| Activity |
Repeat the listing exactly, minus the pictures.

| Given records |
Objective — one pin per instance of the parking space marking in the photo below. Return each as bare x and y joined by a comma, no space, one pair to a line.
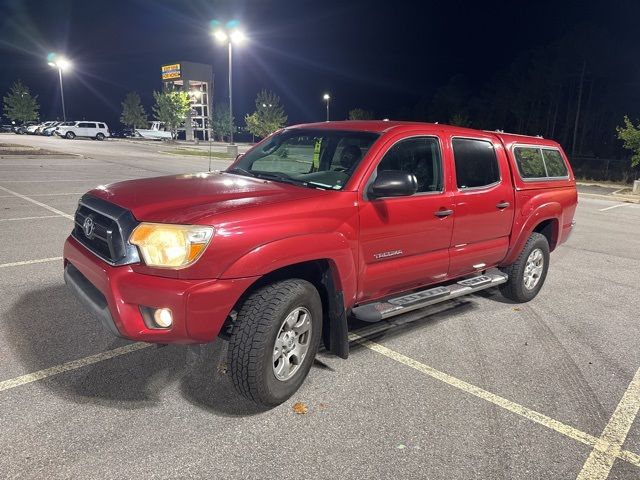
600,444
614,206
29,262
47,194
601,459
35,202
72,365
28,218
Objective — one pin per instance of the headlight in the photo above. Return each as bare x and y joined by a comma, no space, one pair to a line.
170,246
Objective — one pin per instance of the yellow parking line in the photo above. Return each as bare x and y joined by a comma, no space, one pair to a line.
537,417
29,262
72,365
609,445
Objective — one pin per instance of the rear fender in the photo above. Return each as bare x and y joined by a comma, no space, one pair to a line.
524,226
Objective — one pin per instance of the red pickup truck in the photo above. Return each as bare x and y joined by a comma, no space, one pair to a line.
316,225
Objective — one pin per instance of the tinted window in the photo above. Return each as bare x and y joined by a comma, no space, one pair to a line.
530,162
419,156
555,164
539,163
476,163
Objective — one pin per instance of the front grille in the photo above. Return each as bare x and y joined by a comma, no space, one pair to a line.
104,229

| Response area |
Objective — one pin per instance of the parking space marking in the photo below. Return each as bare x and y joined by a comma, no space, one pair to a line.
600,444
614,206
29,262
47,194
601,459
35,202
72,365
28,218
Objective — one pin per instance of the headlight in the photo above. Return each as bare x and y joined by a comma, no space, one pair to a line.
170,246
Objective — one pin per instance of the yellow parking line in the photo above. Return each as bare x and y joined by a comma, no space, one pair to a line.
537,417
29,262
72,365
609,445
Objective — one pin per instance of the rear fender in the photo above. Return each as bare x and y joined by a comma, no space, one pair to a line.
524,226
Objective — one pin per instance of the red pickup truck in the photo above. Return each as bare x and y joined by a comma, no space, one pair to a line.
316,225
Objective — one pin per instance of the tinted window in the photo above. Return each as bare x and y joined by a comma, no space, one pair to a line.
530,162
419,156
555,164
539,163
476,163
Objective — one pin per instance of the front grille in the photo above. Return each as bare x and y joined by a comma, no space, one pair to a line.
104,229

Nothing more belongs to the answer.